:: Required work ::
Say nothing but the number of lines below in which the string "water" appears.

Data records
************

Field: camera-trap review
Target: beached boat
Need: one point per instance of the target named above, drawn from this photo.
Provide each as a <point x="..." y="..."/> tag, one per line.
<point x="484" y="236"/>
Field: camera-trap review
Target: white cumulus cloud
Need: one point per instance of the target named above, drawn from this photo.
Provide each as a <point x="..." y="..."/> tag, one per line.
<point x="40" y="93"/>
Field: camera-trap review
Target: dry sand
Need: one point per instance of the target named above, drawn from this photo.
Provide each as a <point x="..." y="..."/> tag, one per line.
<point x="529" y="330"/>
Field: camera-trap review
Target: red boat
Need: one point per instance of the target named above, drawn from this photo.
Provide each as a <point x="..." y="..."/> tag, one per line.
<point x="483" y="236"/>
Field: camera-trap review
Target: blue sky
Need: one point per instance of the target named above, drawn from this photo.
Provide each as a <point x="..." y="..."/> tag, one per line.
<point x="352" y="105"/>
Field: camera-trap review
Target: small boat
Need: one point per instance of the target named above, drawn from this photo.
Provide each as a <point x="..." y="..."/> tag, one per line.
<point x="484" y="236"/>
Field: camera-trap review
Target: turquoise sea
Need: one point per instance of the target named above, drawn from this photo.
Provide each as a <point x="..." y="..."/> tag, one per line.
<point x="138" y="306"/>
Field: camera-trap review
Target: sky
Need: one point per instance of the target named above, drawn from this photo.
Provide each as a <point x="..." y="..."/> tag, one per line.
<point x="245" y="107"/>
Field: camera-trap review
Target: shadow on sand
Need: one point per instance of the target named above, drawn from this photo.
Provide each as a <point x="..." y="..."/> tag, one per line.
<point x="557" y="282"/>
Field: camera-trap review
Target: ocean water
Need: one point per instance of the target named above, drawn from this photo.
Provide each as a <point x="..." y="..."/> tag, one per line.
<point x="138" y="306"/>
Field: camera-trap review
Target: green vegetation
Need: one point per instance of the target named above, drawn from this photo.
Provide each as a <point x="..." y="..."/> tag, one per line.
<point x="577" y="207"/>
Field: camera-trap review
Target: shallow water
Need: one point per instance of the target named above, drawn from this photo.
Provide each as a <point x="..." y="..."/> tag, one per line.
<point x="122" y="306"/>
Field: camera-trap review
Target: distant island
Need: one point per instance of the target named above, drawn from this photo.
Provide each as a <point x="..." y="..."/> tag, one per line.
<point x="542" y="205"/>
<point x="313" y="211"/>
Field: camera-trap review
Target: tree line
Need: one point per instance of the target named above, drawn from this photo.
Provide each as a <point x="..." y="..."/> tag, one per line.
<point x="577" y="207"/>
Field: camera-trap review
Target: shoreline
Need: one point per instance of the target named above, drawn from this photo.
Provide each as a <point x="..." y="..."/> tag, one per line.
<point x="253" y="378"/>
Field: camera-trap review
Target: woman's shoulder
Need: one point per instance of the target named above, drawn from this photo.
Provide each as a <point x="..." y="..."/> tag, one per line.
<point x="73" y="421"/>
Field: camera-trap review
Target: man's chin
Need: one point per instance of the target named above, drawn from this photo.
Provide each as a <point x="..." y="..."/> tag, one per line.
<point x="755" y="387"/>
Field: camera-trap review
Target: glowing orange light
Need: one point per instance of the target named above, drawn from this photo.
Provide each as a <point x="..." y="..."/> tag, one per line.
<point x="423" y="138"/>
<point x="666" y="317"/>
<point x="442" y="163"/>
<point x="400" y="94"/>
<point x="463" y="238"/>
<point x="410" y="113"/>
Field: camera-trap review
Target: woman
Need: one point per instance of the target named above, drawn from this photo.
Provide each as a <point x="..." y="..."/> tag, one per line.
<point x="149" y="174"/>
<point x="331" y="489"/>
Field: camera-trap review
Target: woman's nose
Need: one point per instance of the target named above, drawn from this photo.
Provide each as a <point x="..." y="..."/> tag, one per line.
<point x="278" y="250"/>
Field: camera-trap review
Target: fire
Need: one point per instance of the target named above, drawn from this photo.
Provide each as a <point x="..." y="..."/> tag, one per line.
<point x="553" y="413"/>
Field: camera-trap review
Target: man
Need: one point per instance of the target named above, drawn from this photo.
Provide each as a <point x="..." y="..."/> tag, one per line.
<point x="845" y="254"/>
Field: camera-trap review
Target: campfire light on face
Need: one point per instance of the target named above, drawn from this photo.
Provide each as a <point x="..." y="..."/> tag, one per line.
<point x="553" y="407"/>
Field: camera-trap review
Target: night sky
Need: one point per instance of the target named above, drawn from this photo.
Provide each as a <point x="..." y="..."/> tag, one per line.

************

:: Answer for this exercise ::
2